§ DOCUMENT PASSAGE
=======

After you import the supporting libraries for model inference and data processing, define the model in model_fn() by loading the Faster R-CNN architecture and the trained weights you uploaded to Amazon S3. The file name passed in the net.load_parameters() must match the name of the parameters file that you trained and uploaded to Amazon S3 earlier in the tarball. For this use case, the parameters are stored in faster_rcnn_resnet50_v1b_voc_best.params. To utilize the GPU, you must explicitly set the context as such when loading the parameters.

Instructions to run predictions over the model are written in transform_fn(). You can call inference from a living endpoint API or launch it on schedule for batch jobs. The corresponding data type sent to the model varies between these two options. When sent for a real-time prediction over the endpoint API, the transform function receives a string that you can load and interpret according to its underlying data type. Batch transform jobs, on the other hand, send the data directly as a serialized image, which you need to decode with MXNet utilities. You can handle both cases by checking the type of the data object.

The loaded data is normalized according to the default preprocessing steps that GluonCV implements, as enforced in the normalize() function in the entry point script. Lastly, the data is passed through the neural network for inference with the output formatted such that the return payload includes the predicted class ID, confidence of the bounding box, and bounding box attributes.

With all the setup in place, you’re now ready to deploy. See the following code:

predictor = model.deploy(initial_instance_count=1, instance_type='ml.p3.2xlarge')

=======

§ STATED PROBLEM 1
Answer these questions on the deployment passage:
(a) Which file holds the trained parameters in this use case?
(b) In what form do batch transform jobs send data to the model?
(c) What three items does the return payload include?
The deployment passage and the listing are unrelated material.

=======

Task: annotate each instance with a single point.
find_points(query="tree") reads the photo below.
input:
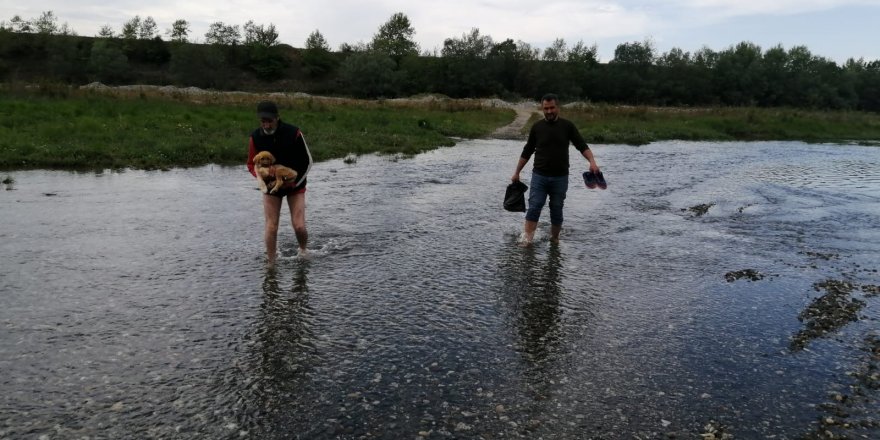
(46, 24)
(179, 31)
(131, 28)
(223, 35)
(316, 41)
(19, 25)
(635, 54)
(106, 32)
(317, 60)
(558, 51)
(147, 29)
(260, 35)
(395, 38)
(581, 54)
(471, 45)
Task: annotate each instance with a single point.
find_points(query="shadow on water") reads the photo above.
(532, 290)
(280, 356)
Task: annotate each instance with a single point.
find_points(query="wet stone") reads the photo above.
(699, 210)
(749, 274)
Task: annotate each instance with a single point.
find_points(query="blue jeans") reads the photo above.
(541, 187)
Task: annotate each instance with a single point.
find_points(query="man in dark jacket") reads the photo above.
(548, 141)
(287, 144)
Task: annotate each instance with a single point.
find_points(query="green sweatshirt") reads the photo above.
(549, 141)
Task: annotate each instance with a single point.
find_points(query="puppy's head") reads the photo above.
(264, 159)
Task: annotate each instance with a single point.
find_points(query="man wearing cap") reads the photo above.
(287, 144)
(548, 141)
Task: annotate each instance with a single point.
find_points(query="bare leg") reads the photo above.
(297, 205)
(554, 233)
(272, 211)
(529, 231)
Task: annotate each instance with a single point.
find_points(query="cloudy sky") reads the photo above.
(835, 29)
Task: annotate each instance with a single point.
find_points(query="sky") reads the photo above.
(834, 29)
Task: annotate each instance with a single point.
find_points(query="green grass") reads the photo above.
(642, 125)
(63, 128)
(82, 130)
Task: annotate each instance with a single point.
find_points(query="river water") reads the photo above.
(136, 304)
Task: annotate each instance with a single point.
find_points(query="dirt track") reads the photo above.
(514, 130)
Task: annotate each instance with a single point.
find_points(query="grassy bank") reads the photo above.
(64, 128)
(73, 129)
(642, 125)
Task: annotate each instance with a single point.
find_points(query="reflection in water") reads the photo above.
(284, 352)
(536, 289)
(419, 316)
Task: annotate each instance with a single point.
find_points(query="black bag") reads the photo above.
(515, 197)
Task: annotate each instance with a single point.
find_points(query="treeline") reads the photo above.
(472, 65)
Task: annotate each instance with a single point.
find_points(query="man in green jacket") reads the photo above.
(548, 140)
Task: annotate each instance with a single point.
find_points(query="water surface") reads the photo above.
(136, 304)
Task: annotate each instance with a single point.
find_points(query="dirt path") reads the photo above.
(514, 130)
(524, 110)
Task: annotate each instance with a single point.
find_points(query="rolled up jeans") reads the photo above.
(543, 186)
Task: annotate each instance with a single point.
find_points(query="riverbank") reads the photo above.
(149, 127)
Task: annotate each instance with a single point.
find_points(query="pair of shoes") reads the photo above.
(600, 181)
(592, 180)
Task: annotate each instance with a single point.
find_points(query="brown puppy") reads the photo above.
(270, 174)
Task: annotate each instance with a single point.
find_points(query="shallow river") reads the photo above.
(136, 304)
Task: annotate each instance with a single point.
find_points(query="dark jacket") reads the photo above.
(549, 141)
(288, 146)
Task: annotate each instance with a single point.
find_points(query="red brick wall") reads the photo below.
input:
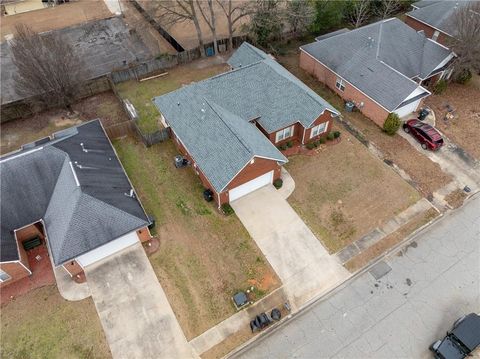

=======

§ STATED PROBLEM 2
Show each line of the listing that contains the string "jacket", matching case exactly.

§ WRITTEN SOLUTION 1
(a) faster_rcnn_resnet50_v1b_voc_best.params
(b) As a serialized image, which must be decoded with MXNet utilities.
(c) The predicted class ID, the confidence of the bounding box, and the bounding box attributes.

§ WRITTEN SOLUTION 2
find_points(query="man in dark jacket") reads the photo above.
find_points(query="man in green jacket") reads the photo above.
find_points(query="dark jacket") reads the photo above.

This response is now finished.